__Extrait__:
———
Chirurgien à Versailles pendant plus d'un demi-siècle, Germain de La Martinière est un témoin exceptionnel de la vie à la Cour du Roi de France au XVIIIe siècle. Il prodigue soins et saignées à Louis XV dont il fut un des proches mais La Martinière est également l'auteur des réformes majeures qui marquent la fin de l'autorité du médecin sur le chirurgien.

 

Dans la collection " les métiers de Versailles " des éditions Perrin, François Iselin nous fait découvrir Germain de La Martinière, chirurgien de Louis XV qui déclara au Roi victime de la petite vérole et réfugié au Petit Trianon avec Madame du Barry " Sire, c'est à Versailles qu'il faut être malade ", un diagnostic plus politique que médical.
———
Éléments enregistrés:
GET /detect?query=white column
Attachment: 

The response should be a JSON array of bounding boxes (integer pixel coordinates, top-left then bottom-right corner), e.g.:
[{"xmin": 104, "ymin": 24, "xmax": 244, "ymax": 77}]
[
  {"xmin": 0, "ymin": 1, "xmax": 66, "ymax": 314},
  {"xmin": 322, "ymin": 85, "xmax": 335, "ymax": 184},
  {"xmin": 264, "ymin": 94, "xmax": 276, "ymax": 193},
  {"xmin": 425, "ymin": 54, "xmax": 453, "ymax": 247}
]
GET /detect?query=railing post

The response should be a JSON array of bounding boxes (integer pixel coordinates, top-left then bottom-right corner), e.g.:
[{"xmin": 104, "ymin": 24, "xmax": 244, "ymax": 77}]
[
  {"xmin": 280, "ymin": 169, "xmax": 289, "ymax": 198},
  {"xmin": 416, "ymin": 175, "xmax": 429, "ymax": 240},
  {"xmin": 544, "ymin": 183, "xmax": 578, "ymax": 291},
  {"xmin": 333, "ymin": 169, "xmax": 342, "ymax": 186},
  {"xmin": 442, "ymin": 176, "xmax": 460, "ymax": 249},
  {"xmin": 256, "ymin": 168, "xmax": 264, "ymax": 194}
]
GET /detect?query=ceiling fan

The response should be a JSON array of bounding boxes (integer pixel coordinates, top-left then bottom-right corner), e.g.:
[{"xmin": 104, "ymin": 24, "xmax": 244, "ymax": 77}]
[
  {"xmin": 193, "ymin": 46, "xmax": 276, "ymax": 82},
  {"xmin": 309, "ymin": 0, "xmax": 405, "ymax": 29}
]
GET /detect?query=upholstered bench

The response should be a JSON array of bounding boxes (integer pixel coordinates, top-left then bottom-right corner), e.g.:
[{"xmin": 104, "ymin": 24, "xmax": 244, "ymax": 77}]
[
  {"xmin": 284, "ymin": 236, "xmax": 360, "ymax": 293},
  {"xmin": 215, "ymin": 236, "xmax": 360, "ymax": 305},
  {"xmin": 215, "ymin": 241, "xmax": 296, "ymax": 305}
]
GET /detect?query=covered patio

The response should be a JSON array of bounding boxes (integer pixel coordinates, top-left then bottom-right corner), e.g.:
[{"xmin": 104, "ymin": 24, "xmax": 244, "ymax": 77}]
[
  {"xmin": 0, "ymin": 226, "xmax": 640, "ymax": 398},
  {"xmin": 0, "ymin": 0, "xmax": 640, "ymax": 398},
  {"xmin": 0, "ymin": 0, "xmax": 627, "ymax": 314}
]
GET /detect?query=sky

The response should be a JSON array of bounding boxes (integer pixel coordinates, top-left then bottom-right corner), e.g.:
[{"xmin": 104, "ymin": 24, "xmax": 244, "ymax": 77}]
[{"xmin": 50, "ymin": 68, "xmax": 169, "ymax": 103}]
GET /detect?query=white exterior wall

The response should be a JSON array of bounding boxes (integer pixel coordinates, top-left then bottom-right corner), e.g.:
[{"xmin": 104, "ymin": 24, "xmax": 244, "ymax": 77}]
———
__Problème 1__:
Répondez aux questions suivantes à partir de l'extrait sur Germain de La Martinière.
(a) Pendant combien de temps Germain de La Martinière a-t-il été chirurgien à Versailles ?
(b) Dans quelle collection et chez quel éditeur paraît l'ouvrage de François Iselin ?
(c) Où Louis XV s'était-il réfugié, et avec qui, lorsqu'il était atteint de la petite vérole ?
__Problème 2__: Résumez sous forme de liste le paragraphe de l'extrait qui commence par « Chirurgien à Versailles pendant », en gardant ses faits principaux.
__Problème 3__: Recopiez à l'identique, s'il vous plaît, tout le passage de l'extrait depuis « Chirurgien à Versailles » jusqu'à « sur le chirurgien. ».
Les données proviennent d'une autre source.

__Corrigé 1__:
(a) Pendant plus d'un demi-siècle.
(b) Dans la collection « les métiers de Versailles », aux éditions Perrin.
(c) Au Petit Trianon, avec Madame du Barry.

__Corrigé 2__:
- Germain de La Martinière fut chirurgien à Versailles pendant plus d'un demi-siècle.
- Il fut un témoin exceptionnel de la vie à la Cour du Roi de France au XVIIIe siècle.
- Proche de Louis XV, il lui prodigua soins et saignées.
- Il est l'auteur des réformes majeures qui marquent la fin de l'autorité du médecin sur le chirurgien.

__Corrigé 3__:
Chirurgien à Versailles pendant plus d'un demi-siècle, Germain de La Martinière est un témoin exceptionnel de la vie à la Cour du Roi de France au XVIIIe siècle. Il prodigue soins et saignées à Louis XV dont il fut un des proches mais La Martinière est également l'auteur des réformes majeures qui marquent la fin de l'autorité du médecin sur le chirurgien.